## JOB
Rewrite the records from the beginning up to and including the line with "M 168 110 L", changing "oak tree" to "maple tree" and leaving everything else the same.

## RECORDED INFORMATION
■ ■ ■ ■ ■

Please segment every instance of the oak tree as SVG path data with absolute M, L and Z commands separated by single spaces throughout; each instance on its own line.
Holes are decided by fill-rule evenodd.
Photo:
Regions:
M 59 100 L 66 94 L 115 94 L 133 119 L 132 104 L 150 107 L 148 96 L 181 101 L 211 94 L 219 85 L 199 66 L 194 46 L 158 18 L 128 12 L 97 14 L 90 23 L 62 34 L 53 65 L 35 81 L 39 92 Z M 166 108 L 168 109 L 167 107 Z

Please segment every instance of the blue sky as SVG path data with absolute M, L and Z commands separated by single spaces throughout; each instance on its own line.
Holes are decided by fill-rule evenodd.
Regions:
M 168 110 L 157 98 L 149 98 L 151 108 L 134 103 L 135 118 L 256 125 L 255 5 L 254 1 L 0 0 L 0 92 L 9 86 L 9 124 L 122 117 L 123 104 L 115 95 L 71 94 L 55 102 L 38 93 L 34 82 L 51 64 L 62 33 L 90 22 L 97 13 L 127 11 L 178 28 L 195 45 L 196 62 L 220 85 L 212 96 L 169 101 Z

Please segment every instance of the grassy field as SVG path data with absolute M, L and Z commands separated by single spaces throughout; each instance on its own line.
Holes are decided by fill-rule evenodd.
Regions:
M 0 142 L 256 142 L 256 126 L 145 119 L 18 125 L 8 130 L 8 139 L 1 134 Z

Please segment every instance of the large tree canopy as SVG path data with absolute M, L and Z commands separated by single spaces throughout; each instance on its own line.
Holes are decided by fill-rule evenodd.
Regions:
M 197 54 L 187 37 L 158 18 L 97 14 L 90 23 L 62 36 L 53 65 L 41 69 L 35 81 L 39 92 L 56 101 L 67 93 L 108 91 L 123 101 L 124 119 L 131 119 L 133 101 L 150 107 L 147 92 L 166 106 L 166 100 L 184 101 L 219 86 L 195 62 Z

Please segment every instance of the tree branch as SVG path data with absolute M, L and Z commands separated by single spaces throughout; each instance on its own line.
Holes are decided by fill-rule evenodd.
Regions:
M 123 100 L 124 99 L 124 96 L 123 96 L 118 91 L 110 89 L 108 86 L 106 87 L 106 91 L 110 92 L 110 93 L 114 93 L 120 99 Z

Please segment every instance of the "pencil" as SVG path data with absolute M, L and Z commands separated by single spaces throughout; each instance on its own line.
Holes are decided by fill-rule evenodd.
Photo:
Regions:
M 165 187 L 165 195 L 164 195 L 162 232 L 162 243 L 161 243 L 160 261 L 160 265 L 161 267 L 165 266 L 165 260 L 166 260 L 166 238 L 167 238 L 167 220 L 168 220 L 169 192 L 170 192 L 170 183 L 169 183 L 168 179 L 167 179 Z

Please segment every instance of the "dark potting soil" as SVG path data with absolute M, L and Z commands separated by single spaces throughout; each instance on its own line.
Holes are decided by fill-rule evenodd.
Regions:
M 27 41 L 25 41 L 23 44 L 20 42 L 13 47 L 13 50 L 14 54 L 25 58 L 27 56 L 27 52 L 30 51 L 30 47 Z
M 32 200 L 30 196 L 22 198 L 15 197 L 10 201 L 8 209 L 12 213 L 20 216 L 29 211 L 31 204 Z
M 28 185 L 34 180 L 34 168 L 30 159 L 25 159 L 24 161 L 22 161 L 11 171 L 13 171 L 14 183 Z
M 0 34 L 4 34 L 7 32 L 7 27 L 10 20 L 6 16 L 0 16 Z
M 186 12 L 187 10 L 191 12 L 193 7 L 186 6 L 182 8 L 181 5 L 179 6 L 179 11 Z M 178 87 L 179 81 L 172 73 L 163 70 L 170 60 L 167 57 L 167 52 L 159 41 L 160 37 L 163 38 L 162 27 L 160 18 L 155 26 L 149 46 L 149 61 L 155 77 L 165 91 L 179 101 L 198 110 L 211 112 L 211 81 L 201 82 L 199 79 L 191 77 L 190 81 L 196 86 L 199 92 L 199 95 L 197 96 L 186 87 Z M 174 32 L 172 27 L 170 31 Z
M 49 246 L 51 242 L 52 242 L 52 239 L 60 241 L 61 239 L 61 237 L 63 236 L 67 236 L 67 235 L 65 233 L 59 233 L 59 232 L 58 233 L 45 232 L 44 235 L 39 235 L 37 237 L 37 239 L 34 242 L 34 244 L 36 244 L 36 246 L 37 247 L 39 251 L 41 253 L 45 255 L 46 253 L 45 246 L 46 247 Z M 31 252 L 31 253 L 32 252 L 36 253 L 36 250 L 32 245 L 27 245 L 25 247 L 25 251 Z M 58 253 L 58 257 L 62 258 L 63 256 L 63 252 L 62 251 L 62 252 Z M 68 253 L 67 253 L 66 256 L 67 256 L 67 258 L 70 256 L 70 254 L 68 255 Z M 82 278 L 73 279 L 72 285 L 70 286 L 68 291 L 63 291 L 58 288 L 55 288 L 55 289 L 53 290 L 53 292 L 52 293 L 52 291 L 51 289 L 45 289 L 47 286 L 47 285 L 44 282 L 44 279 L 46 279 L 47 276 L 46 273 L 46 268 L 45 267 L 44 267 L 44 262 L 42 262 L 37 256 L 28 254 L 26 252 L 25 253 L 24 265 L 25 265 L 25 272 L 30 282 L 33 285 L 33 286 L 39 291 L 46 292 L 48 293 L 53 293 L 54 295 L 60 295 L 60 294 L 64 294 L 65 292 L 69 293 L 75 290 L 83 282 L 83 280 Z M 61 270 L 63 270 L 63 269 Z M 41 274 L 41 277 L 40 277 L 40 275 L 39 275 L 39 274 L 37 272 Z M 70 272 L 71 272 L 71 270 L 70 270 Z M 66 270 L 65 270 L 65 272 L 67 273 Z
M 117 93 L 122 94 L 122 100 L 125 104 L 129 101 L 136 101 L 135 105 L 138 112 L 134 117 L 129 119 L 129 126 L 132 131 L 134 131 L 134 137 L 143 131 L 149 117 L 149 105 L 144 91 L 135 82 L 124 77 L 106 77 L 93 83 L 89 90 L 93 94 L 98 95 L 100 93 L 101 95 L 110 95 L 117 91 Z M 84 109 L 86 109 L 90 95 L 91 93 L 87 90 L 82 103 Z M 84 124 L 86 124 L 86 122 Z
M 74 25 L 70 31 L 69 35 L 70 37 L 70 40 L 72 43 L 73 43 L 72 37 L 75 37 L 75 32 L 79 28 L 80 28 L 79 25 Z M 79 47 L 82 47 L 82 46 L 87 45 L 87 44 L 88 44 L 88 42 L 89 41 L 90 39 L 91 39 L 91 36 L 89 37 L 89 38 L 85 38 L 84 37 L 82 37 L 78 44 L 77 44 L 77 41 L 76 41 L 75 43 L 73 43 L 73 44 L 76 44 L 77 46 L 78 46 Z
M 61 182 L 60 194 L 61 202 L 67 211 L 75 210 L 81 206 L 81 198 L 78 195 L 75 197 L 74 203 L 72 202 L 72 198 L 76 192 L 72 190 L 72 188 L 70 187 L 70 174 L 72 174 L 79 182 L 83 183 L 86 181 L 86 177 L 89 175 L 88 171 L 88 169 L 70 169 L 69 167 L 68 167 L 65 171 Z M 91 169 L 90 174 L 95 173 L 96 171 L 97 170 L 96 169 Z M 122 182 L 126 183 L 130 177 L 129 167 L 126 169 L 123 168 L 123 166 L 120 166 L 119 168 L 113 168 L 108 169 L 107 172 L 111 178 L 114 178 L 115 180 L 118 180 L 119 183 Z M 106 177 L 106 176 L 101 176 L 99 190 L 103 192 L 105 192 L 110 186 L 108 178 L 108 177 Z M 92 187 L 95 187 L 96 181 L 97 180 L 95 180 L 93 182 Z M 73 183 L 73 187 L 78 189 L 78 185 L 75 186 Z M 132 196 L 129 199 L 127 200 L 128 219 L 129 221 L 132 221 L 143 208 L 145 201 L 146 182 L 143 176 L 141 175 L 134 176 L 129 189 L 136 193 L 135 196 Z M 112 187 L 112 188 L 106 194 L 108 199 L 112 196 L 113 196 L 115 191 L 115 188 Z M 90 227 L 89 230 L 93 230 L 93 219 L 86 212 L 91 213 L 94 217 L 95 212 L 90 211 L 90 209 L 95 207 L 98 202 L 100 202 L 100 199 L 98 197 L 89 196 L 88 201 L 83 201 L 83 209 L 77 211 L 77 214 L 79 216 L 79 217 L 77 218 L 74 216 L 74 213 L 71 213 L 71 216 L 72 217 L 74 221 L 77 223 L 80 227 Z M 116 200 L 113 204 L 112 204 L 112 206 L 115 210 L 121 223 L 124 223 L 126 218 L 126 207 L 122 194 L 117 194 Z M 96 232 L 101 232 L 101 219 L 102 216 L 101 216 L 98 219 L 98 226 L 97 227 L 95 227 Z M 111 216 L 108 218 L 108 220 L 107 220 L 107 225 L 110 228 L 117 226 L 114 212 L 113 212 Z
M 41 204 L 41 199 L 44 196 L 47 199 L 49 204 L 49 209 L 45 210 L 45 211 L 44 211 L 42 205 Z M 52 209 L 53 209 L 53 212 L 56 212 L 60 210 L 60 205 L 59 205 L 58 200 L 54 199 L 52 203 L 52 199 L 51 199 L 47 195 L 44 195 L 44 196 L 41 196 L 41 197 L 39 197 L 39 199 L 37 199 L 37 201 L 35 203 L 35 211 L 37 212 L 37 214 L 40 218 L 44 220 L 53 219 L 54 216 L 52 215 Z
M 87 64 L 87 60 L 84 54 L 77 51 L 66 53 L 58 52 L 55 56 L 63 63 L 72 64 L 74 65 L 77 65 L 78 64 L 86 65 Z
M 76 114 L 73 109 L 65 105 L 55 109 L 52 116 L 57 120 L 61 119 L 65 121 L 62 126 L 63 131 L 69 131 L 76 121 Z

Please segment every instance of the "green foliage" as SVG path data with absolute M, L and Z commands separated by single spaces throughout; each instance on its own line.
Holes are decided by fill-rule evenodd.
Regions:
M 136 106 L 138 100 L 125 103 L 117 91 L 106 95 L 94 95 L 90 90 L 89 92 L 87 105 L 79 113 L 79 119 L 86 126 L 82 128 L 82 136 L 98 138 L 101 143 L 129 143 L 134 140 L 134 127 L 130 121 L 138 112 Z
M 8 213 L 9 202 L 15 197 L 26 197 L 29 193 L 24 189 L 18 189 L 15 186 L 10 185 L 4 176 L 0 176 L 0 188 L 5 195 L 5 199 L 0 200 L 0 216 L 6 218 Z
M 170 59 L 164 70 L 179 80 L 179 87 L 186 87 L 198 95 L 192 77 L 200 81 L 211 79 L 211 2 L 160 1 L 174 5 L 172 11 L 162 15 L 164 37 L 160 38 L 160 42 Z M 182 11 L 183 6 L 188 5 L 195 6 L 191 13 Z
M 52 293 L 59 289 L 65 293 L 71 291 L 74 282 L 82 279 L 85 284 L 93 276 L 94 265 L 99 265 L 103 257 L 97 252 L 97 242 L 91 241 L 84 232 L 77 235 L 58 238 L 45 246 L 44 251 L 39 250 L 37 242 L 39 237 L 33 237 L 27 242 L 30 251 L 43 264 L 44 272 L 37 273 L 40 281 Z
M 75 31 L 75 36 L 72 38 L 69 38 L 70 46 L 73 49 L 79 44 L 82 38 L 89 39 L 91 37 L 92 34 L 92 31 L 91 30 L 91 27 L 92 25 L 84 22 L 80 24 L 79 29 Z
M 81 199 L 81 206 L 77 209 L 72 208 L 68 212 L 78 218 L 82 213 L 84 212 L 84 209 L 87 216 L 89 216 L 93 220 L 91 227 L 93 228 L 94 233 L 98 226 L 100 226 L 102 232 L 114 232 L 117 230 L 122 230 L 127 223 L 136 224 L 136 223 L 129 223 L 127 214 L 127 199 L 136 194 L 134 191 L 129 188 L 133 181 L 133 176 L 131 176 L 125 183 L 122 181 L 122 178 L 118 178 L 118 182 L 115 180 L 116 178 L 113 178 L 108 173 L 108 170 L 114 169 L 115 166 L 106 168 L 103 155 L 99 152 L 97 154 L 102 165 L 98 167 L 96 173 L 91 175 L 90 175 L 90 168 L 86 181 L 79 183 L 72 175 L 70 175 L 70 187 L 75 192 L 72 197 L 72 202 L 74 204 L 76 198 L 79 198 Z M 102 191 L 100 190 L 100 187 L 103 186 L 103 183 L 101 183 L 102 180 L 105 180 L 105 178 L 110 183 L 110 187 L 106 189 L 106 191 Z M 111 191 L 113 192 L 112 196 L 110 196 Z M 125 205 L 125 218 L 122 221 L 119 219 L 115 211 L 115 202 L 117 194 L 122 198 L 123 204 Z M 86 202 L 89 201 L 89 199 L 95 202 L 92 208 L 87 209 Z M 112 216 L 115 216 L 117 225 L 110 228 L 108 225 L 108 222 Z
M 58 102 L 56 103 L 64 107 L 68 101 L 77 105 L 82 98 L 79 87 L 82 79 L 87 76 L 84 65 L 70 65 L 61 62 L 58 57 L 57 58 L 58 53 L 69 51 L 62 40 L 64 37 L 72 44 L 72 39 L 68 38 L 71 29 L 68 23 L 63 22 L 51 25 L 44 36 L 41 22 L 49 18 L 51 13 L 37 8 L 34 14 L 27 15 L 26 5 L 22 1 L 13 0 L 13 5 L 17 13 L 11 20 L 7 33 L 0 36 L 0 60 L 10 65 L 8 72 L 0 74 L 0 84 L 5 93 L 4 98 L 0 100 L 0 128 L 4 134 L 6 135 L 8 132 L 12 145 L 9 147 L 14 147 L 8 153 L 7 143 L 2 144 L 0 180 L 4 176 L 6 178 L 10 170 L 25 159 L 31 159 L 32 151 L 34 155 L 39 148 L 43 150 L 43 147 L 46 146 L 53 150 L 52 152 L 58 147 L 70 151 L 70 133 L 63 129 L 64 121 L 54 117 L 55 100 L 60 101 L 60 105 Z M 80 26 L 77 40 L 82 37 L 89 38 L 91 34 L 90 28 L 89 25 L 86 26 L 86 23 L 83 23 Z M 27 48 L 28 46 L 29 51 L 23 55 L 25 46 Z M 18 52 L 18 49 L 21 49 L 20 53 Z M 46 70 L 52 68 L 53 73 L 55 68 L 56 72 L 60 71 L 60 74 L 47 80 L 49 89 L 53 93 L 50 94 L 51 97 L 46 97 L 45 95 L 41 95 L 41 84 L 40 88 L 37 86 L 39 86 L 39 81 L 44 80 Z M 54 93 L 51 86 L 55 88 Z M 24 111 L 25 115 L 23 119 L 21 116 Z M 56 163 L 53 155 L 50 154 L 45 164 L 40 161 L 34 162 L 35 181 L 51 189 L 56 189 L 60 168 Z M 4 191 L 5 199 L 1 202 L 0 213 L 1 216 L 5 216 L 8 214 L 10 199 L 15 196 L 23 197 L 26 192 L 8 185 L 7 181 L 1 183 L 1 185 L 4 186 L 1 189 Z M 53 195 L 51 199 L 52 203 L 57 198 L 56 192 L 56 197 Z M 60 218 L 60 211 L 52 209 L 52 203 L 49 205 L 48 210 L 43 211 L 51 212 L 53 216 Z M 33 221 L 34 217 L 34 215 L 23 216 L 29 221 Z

■ ■ ■ ■ ■

## SOLUTION TO THIS PROBLEM
Please segment every instance of the maple tree as SVG path data with absolute M, L and Z commands separated by single spaces throughout; each instance on its own line.
Holes are decided by fill-rule evenodd.
Photo:
Regions:
M 59 100 L 66 94 L 115 94 L 133 119 L 132 104 L 150 107 L 148 96 L 181 101 L 211 94 L 219 85 L 199 66 L 194 46 L 158 18 L 128 12 L 97 14 L 90 23 L 62 34 L 53 65 L 35 81 L 39 92 Z M 166 108 L 168 109 L 167 107 Z

Please segment every instance of the blue sky as SVG path data with absolute M, L and Z commands separated by single spaces throughout; each instance on its own line.
Holes are decided by fill-rule evenodd.
Regions:
M 168 110 L 157 98 L 149 98 L 151 108 L 134 103 L 135 118 L 256 125 L 255 5 L 254 1 L 0 0 L 0 92 L 9 86 L 9 124 L 122 117 L 123 104 L 115 95 L 71 94 L 55 102 L 38 93 L 34 82 L 51 64 L 62 33 L 90 22 L 97 13 L 127 11 L 178 28 L 195 45 L 196 62 L 220 85 L 212 96 L 169 101 Z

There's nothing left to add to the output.